What you have to do: Does each statement agree with the passage below on climate change and sustainable architecture? For each one, answer yes or no and quote the exact words from the passage that decide it. (a) The Arctic is warming two-and-a-half times faster than any other region on the planet. (b) The American Institute of Architects first committed to sustainability in 2009. (c) The Calvert Lancaster building earned a gold LEED certification.

Quoted passage:
>> begin
That is especially the case now as the effects of climate change advance. With this progression, people are seeing an increase in severe storms and heat waves. They’re also seeing a significant rise in temperature in the Arctic. It’s warming up two-and-a-half times faster than any other region on the planet. To better visualize this, consider that the New York Times has noted the average air temperatures in 2019 for the world were around 3.5°F (1.9°C) higher than the average temperatures found from 1981–2010. Because of this, the Arctic’s ice is melting away, leaving behind more ocean to absorb sunlight and radiate more heat. All of which heats up the rest of the planet that much more.
In response to this, many architects have felt a stronger need to incorporate sustainability into their work. For instance, a number of architects have chosen to solely work with clients who are aiming to build to net-zero energy standards. Though, not all such sustainability efforts have been this recent in the world of architects. The American Institute of Architects itself has had a commitment to sustainability for as long as 1971. And architects have only been increasing their focus on this commitment to sustainable architecture ever since.
With their concerns over the state of the climate, architects have become a little wary about using concrete. However, concrete remains an incredibly common building material. And there’s good reason for that. Whatever you think of it personally, concrete has much to offer sustainable architecture!
Known as insulated concrete form (ICF) walls, these structures are considered to be one of the most energy-efficient forms available. In fact, according to Concrete Construction, back in 2009, ICF walls were what gave Beverly Stevenart, the co-owner of Craftsman Homes & Design, in Colorado from the United States of America (USA), a way to construct a net-zero energy home. They’re also a form that the New York City-based Curtis + Ginsberg Architects have frequently used over the years to great effect in a number of projects. These include the Calvert Lancaster building on Lexington Avenue, which earned a silver certification in the Leadership in Energy and Environmental Design (LEED) program. They’ve also achieved multiple other LEED and passive house certifications with their ICF construction.
>> end
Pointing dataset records
>> begin
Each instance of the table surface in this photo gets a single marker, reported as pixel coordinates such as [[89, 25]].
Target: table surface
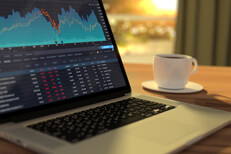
[[216, 94]]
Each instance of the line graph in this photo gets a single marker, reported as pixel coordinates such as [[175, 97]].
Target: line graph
[[56, 26], [39, 28]]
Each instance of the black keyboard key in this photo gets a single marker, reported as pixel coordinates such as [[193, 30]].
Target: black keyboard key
[[79, 126]]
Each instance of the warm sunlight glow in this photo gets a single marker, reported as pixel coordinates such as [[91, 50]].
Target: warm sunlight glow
[[159, 7], [165, 4]]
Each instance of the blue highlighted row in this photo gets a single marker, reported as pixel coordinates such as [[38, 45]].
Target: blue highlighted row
[[60, 67]]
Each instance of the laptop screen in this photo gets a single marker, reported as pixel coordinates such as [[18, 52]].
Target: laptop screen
[[54, 50]]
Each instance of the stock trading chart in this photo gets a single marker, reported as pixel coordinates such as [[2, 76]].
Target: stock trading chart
[[39, 24]]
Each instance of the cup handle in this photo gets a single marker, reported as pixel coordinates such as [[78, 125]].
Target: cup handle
[[195, 65]]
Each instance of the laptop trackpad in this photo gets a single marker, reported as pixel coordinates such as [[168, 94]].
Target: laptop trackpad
[[163, 131]]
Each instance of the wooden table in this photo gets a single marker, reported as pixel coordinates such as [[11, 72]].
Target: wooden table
[[216, 94]]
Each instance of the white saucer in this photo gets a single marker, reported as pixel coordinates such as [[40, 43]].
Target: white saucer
[[190, 87]]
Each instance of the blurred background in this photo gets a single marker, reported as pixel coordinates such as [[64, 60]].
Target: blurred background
[[142, 28]]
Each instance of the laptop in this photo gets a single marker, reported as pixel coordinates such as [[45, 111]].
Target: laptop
[[63, 87]]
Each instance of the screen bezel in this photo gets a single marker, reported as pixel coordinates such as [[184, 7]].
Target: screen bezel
[[75, 102]]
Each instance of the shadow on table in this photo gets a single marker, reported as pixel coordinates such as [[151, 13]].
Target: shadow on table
[[200, 98]]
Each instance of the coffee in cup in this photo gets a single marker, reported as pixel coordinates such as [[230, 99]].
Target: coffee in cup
[[172, 71]]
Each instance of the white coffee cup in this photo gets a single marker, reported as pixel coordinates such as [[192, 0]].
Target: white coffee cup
[[172, 71]]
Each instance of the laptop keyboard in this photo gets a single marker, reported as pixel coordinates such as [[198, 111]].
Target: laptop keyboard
[[81, 125]]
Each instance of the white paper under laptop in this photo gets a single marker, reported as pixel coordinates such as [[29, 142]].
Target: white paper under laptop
[[63, 88]]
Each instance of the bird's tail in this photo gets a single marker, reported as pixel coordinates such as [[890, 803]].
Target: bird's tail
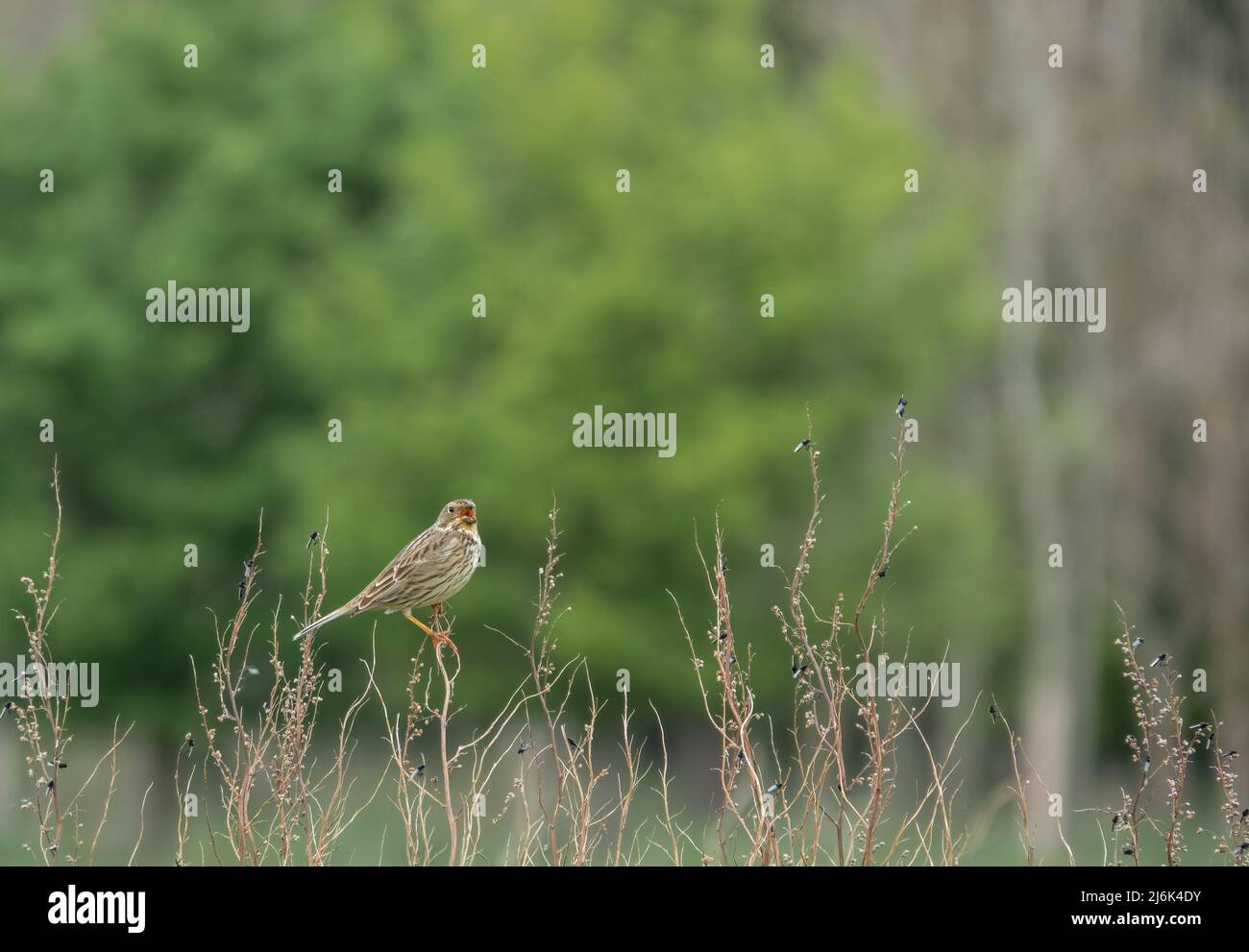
[[325, 620]]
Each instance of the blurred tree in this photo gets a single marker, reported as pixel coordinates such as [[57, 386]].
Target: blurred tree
[[499, 182]]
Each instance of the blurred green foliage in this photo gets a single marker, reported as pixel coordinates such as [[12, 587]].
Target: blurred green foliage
[[461, 182]]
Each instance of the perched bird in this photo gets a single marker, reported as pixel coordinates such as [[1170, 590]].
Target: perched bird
[[431, 569]]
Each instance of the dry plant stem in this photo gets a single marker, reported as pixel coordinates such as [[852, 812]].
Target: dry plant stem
[[1019, 790], [41, 721], [273, 793], [442, 743], [874, 736]]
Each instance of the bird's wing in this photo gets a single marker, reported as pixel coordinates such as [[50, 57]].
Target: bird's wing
[[432, 546]]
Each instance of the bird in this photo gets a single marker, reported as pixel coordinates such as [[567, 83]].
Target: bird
[[431, 569]]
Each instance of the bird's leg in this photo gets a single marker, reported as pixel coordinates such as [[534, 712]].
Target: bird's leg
[[444, 635], [440, 637]]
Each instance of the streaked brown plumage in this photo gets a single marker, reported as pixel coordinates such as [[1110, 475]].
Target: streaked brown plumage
[[431, 569]]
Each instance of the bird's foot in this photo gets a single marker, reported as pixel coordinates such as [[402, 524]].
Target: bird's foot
[[440, 636]]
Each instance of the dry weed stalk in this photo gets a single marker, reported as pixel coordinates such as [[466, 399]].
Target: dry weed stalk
[[787, 812], [279, 803], [41, 714]]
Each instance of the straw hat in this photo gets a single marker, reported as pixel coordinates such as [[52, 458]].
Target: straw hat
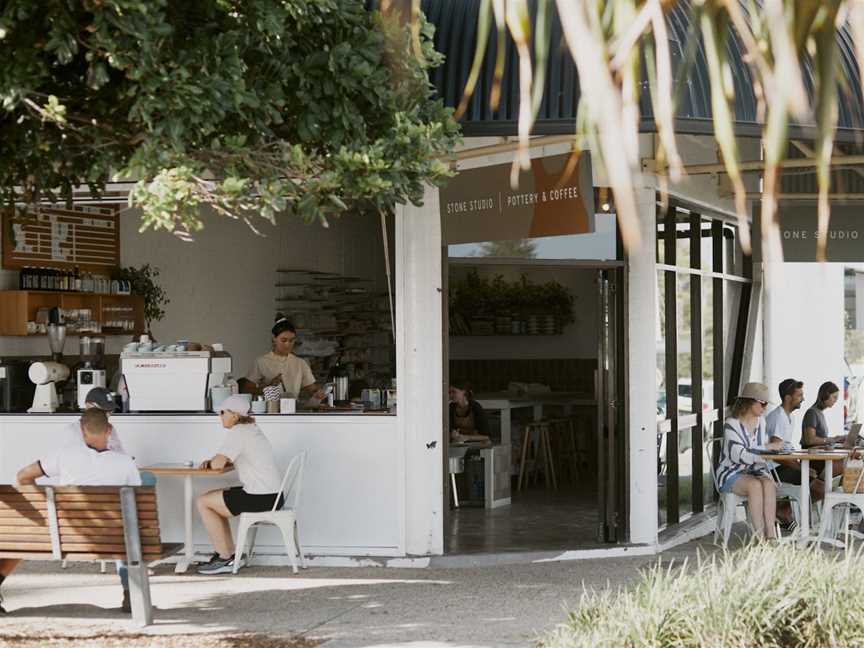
[[756, 391]]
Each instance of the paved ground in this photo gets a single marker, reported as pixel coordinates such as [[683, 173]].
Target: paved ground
[[503, 605]]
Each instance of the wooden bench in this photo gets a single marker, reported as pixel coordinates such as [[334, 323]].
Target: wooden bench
[[86, 524]]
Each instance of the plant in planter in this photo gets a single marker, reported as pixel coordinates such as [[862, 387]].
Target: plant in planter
[[143, 281]]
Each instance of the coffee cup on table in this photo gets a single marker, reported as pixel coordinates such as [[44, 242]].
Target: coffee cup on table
[[287, 405]]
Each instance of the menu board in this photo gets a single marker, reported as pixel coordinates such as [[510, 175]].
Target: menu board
[[86, 237]]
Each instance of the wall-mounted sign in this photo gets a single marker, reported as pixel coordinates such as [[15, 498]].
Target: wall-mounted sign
[[799, 234], [87, 237], [555, 197]]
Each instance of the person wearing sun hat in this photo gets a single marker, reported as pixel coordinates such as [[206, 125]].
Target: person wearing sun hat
[[248, 449], [740, 470]]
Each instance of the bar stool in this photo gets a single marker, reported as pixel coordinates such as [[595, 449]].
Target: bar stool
[[536, 449]]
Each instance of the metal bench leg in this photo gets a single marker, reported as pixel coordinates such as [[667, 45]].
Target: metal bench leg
[[139, 580]]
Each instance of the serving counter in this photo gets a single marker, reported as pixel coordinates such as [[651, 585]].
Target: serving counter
[[352, 501]]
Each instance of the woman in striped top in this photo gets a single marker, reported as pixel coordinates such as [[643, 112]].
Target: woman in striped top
[[743, 472]]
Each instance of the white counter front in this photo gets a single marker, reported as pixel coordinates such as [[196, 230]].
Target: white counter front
[[352, 500]]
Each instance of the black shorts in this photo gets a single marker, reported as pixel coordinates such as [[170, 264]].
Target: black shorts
[[789, 475], [239, 501]]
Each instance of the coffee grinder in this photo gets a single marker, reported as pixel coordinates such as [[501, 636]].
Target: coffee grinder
[[92, 371], [45, 375]]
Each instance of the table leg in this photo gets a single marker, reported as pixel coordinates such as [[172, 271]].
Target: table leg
[[188, 548], [505, 427], [804, 498]]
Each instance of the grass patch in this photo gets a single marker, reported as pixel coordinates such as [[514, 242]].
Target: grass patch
[[760, 596]]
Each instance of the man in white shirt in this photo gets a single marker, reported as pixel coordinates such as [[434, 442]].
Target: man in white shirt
[[90, 463], [100, 398], [778, 425]]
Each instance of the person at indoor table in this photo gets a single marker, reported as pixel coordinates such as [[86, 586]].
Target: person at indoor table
[[282, 368], [468, 420]]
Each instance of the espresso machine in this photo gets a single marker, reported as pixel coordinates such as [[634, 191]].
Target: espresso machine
[[92, 371]]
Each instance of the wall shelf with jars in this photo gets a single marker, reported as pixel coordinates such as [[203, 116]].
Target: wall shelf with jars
[[25, 312]]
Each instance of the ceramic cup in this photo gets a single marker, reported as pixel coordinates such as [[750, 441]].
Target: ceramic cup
[[287, 405]]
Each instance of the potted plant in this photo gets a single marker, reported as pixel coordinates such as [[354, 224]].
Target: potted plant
[[143, 282]]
>> end
Output for this exercise:
(a) Yes: "It’s warming up two-and-a-half times faster than any other region on the planet."
(b) No: "The American Institute of Architects itself has had a commitment to sustainability for as long as 1971."
(c) No: "which earned a silver certification in the Leadership in Energy and Environmental Design (LEED) program."